Your task:
Substitute "walkthrough" for "quickstart" throughout the material below, and reproduce every other line without change.

Collected data:
◇ ◇ ◇ ◇ ◇ ◇ ◇

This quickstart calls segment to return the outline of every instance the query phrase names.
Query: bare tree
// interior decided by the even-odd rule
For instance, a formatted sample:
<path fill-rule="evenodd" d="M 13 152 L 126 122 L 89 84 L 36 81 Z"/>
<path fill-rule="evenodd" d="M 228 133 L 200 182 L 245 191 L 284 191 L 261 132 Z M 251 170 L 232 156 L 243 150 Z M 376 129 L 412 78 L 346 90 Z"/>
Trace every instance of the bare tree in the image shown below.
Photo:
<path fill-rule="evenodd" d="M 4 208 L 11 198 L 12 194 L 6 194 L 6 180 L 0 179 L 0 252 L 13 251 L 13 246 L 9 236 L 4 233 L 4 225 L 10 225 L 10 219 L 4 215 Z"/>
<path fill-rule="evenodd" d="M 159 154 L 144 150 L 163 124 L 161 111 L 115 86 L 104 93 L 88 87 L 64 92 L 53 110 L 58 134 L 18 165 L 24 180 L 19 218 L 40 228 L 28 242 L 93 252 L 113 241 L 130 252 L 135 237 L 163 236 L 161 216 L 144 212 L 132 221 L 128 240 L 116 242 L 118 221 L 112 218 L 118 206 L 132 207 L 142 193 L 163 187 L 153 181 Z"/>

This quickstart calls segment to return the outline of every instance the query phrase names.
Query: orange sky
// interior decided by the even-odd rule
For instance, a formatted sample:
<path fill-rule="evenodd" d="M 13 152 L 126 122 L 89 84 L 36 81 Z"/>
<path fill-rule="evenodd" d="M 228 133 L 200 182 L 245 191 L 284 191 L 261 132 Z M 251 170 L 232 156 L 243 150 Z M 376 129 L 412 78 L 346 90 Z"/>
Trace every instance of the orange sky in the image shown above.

◇ ◇ ◇ ◇ ◇ ◇ ◇

Answer to this task:
This walkthrough calls segment to return the outline of every instance the query phrase names.
Query: bare tree
// interior decided by the even-odd rule
For instance, a formatted sample:
<path fill-rule="evenodd" d="M 13 152 L 126 122 L 89 84 L 36 81 Z"/>
<path fill-rule="evenodd" d="M 228 133 L 200 182 L 245 191 L 284 191 L 261 132 Z M 251 170 L 232 156 L 243 150 Z M 376 129 L 412 78 L 346 90 Z"/>
Trace every instance of the bare tree in the image shown below.
Photo:
<path fill-rule="evenodd" d="M 4 208 L 11 198 L 12 194 L 6 194 L 6 180 L 0 179 L 0 252 L 13 251 L 13 246 L 9 236 L 4 233 L 4 225 L 10 225 L 10 219 L 4 215 Z"/>
<path fill-rule="evenodd" d="M 159 154 L 144 150 L 163 124 L 161 111 L 115 86 L 104 93 L 88 87 L 64 92 L 53 110 L 58 134 L 18 165 L 24 180 L 19 218 L 40 228 L 28 242 L 93 252 L 113 241 L 130 252 L 135 237 L 163 236 L 161 216 L 144 212 L 132 221 L 128 240 L 116 242 L 118 221 L 112 218 L 118 206 L 132 207 L 142 193 L 163 187 L 153 181 Z"/>

This walkthrough calls segment to return the outline of every instance the query phrase names.
Query: orange sky
// interior decided by the even-odd rule
For instance, a formatted sample:
<path fill-rule="evenodd" d="M 13 152 L 126 122 L 89 84 L 36 81 Z"/>
<path fill-rule="evenodd" d="M 228 133 L 200 182 L 245 191 L 284 191 L 261 132 Z M 251 170 L 232 156 L 243 150 Z M 376 129 L 412 78 L 346 90 Z"/>
Trace every instance of the orange sky in the image shown above.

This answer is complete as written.